SECTION DU TEXTE:
En physique des particules, quand il apparaît un désaccord entre théorie et expérience, les théoriciens réagissent souvent en postulant l’existence de particules inconnues.
1L’excitation des physiciens des particules à l’annonce récente (le 7 avril) d’une différence notable entre la valeur calculée et la valeur mesurée du moment magnétique du muon (voir Pour la Science de juin 2021, pages 24 à 33 ), offre l’occasion de voir à l’œuvre un vieux réflexe de physicien, rarement questionné, et de réfléchir à ce que signifie l’expression « valeur calculée ».
2D’abord, il est évident que les physiciens théoriciens s’ennuient de voir les vieilles théories des années 1960 constamment confirmées. Par exemple, avant 2012, nombreux étaient ceux qui espéraient que l’on ne découvre pas le boson de Higgs, car cela les aurait obligés à remettre leur imagination en branle pour inventer une théorie alternative. Pensons aussi à ceux qui espèrent toujours que la théorie de la gravitation d’Einstein (la théorie de la relativité générale) sera bientôt réfutée. Dans ce contexte, l’annonce concernant le muon a été accueillie avec enthousiasme et un physicien s’est même empressé de prophétiser que « l’on est peut-être au début d’une nouvelle ère ».

(Enregistrements de données)

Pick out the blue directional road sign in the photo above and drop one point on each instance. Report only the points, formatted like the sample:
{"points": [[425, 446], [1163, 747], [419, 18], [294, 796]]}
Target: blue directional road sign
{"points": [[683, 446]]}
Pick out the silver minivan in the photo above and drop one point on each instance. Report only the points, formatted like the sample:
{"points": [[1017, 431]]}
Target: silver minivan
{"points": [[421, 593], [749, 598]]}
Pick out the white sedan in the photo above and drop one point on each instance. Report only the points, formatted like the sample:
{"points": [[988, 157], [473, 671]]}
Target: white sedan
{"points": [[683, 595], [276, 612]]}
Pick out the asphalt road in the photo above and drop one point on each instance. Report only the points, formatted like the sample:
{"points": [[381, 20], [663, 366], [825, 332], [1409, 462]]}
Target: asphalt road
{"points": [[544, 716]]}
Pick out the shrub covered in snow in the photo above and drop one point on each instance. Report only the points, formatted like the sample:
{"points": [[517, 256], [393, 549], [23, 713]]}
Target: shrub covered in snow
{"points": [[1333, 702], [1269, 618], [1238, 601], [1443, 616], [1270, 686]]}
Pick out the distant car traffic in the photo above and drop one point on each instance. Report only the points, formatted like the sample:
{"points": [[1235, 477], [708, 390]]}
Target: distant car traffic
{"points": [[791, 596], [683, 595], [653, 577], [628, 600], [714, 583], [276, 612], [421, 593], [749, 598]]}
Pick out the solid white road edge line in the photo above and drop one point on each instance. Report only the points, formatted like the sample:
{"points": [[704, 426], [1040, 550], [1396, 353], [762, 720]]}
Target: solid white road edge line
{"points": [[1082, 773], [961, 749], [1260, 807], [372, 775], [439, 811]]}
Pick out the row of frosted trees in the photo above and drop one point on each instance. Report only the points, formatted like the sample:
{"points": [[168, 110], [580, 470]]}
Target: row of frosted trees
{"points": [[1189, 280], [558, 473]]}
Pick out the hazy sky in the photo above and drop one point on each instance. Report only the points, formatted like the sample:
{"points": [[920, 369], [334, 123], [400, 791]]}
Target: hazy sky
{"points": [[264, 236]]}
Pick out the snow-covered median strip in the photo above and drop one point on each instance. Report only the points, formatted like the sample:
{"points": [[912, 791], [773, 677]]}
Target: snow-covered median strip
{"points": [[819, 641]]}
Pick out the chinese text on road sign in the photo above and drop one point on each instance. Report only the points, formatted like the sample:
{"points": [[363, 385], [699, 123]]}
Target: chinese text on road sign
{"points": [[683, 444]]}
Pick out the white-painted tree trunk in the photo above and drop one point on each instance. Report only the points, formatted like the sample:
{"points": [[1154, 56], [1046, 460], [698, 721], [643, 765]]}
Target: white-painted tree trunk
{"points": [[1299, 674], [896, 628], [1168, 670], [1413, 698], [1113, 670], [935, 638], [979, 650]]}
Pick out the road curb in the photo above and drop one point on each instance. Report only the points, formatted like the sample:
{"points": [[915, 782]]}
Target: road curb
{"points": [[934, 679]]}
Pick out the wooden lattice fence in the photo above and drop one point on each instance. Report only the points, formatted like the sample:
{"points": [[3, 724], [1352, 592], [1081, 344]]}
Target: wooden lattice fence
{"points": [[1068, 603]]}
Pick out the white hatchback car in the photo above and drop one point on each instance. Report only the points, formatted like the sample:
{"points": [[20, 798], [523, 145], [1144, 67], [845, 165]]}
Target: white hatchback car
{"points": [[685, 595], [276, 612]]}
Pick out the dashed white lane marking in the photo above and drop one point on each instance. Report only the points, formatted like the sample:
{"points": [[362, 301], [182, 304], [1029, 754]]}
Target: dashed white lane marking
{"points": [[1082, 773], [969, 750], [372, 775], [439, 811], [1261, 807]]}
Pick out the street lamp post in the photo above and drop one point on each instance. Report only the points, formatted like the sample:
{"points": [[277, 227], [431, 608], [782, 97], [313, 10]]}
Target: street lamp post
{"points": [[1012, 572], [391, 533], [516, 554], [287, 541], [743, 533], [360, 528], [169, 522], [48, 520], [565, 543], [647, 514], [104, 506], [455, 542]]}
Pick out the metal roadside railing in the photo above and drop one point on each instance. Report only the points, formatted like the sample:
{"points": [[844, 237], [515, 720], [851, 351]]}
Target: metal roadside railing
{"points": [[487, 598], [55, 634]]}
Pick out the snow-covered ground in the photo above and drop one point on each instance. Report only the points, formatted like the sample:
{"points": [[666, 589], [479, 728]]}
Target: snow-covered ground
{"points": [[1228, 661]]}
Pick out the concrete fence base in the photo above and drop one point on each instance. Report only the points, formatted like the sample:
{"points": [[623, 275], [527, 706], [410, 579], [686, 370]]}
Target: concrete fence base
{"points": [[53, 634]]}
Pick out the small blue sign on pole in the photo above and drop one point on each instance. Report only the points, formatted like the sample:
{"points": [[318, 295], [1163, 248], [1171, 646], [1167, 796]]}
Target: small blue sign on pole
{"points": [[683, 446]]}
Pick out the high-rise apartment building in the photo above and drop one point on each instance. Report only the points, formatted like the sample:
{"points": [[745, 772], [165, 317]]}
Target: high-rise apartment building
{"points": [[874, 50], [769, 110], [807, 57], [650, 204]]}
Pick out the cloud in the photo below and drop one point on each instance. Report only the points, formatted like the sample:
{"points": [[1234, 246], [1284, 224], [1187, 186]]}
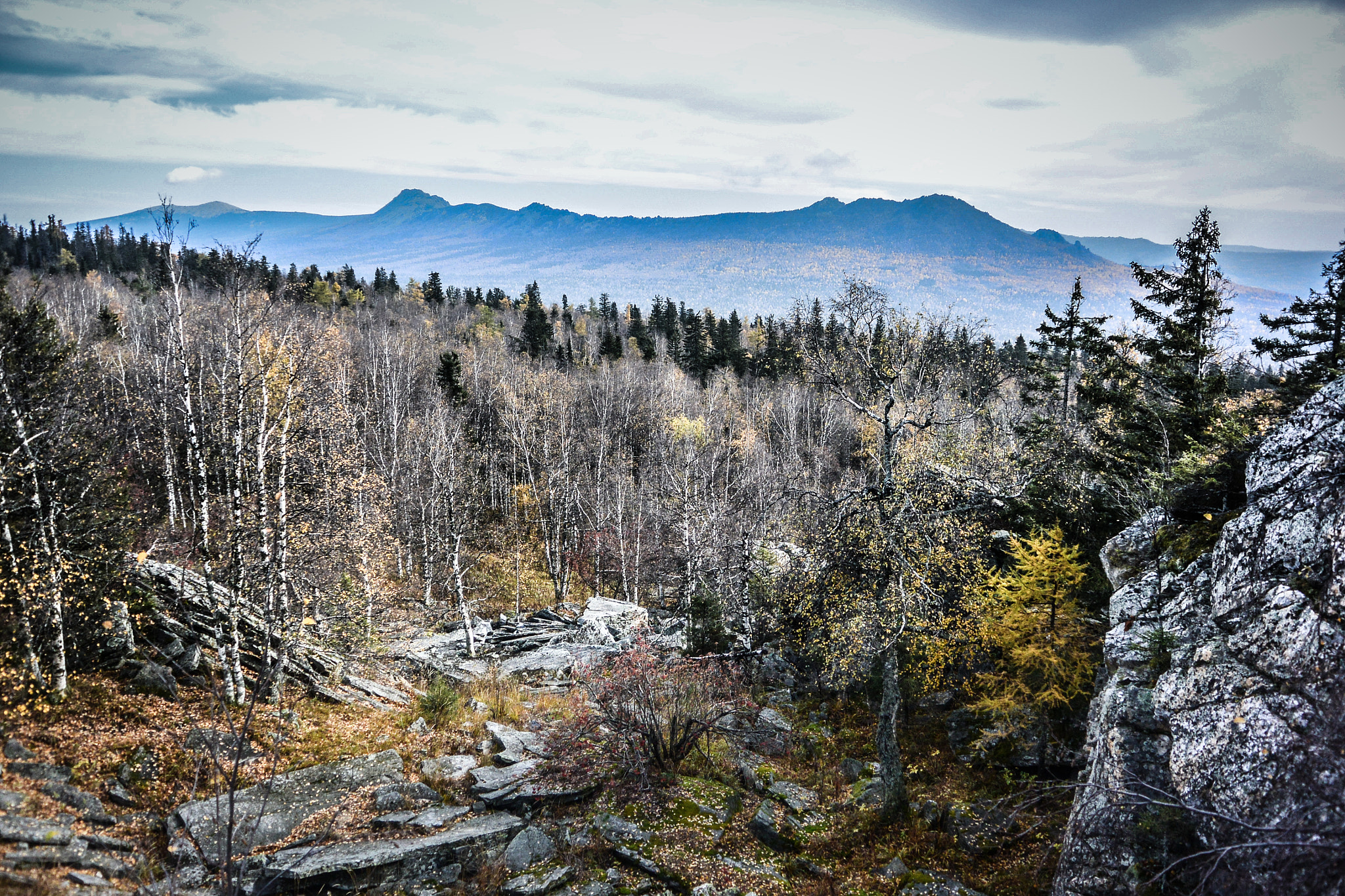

CONSIGNE 1: Dans le texte sur le muon, recopiez le passage compris entre « En physique des » et « de particules inconnues. », bornes incluses, en substituant « écart » à « désaccord ».
CONSIGNE 2: D'après le texte sur le muon, à quelle date a-t-on annoncé une différence notable entre la valeur calculée et la valeur mesurée du moment magnétique du muon ?

VOTRE SOLUTION 1:
En physique des particules, quand il apparaît un écart entre théorie et expérience, les théoriciens réagissent souvent en postulant l’existence de particules inconnues.

VOTRE SOLUTION 2: Cette différence a été annoncée le 7 avril.